Entries taken from a collection:
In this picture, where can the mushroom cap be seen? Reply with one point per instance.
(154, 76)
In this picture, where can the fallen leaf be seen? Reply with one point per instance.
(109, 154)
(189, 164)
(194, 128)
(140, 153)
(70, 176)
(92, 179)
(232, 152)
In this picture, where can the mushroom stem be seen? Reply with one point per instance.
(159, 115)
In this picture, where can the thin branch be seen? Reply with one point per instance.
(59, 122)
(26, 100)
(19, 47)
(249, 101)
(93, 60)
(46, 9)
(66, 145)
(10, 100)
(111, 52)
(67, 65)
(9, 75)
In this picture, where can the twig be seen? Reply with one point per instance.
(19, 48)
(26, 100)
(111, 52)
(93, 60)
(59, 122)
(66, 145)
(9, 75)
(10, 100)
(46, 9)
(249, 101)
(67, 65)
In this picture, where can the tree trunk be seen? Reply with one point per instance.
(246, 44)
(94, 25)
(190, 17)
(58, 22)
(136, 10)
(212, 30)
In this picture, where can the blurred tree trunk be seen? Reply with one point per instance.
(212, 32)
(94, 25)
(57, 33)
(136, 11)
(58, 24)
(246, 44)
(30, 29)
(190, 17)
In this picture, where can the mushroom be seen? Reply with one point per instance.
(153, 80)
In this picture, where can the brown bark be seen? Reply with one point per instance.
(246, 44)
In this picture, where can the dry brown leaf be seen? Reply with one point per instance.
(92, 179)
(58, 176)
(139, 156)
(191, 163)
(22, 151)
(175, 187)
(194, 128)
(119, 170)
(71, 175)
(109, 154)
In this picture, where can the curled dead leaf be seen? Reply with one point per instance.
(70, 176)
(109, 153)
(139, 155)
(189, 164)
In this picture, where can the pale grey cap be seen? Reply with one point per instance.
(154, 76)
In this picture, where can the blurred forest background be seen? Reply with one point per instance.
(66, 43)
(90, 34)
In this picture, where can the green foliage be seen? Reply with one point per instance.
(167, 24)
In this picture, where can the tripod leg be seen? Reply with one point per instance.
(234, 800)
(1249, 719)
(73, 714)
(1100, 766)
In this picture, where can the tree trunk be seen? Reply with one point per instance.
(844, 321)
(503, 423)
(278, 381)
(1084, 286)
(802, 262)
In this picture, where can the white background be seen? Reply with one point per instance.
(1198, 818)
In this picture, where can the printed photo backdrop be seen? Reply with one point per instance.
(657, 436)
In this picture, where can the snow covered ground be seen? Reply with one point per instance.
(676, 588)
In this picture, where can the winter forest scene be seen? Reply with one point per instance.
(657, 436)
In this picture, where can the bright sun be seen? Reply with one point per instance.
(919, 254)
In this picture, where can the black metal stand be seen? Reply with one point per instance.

_Assignment_
Each of the records should be written out precisely as given.

_Output of the task_
In this picture, where can the mushroom cap be seen? Reply with one point per instance.
(154, 76)
In this picture, where can the fallen leaf be seen? Reply with one point per instance.
(109, 154)
(189, 164)
(194, 128)
(140, 153)
(70, 176)
(92, 179)
(232, 152)
In this picture, where can the mushroom stem be seen? Reply with one point per instance.
(159, 115)
In this picture, where can the thin branch be seen? Reply with one point per instance.
(59, 122)
(26, 100)
(19, 47)
(249, 101)
(93, 60)
(46, 9)
(66, 145)
(10, 100)
(111, 52)
(67, 65)
(9, 75)
In this picture, where can the twig be seen? Reply with one point per instance.
(19, 48)
(26, 100)
(111, 52)
(93, 60)
(59, 122)
(66, 145)
(9, 75)
(10, 100)
(46, 9)
(249, 101)
(67, 65)
In this picture, where can the tree trunk be seen? Reply with one point per instance.
(246, 44)
(94, 25)
(190, 17)
(58, 22)
(136, 10)
(212, 30)
In this picture, where can the blurred tree trunk be seen? Reply with one point per instance.
(212, 32)
(94, 25)
(57, 33)
(136, 11)
(58, 24)
(246, 44)
(30, 29)
(190, 17)
In this picture, where can the mushroom be seen? Reply with one point per instance.
(153, 80)
In this picture, where can the brown bark be seen? Reply with one point per instance.
(246, 44)
In this picture, where can the dry brown leaf be seen? Reply with one point per instance.
(92, 179)
(58, 176)
(139, 156)
(191, 163)
(22, 151)
(175, 187)
(194, 128)
(119, 170)
(71, 175)
(109, 154)
In this picture, where can the curled dead leaf be seen? Reply with one point per instance.
(70, 176)
(109, 153)
(139, 155)
(189, 164)
In this picture, where can the pale grey cap be seen? Reply with one point per instance.
(154, 76)
In this picture, where can the blurred forest background be seen? Reply with one point per instance.
(66, 43)
(90, 34)
In this picture, where can the green foliage be seen? Reply with one point per instance.
(167, 24)
In this picture, where can the tripod leg be seen? Reply with one point per instance.
(234, 800)
(1249, 719)
(73, 714)
(1100, 766)
In this picture, where can the tree trunk be seen? Reply with one point per instance.
(844, 321)
(503, 423)
(278, 381)
(1084, 286)
(802, 262)
In this picture, where can the white background be seen? Reply with one point per instance.
(1198, 818)
In this picture, where can the printed photo backdrop be seen? Reply with one point per instance.
(657, 436)
In this picture, where can the snow covered ground be seen? Reply with one point per instance.
(676, 588)
In this picture, where can the winter forest scene be seen? Reply with one point per instance.
(657, 436)
In this picture, where can the bright sun be seen? Reply with one point per instance.
(919, 254)
In this picture, where can the black metal stand be seen? Reply with one point per instance.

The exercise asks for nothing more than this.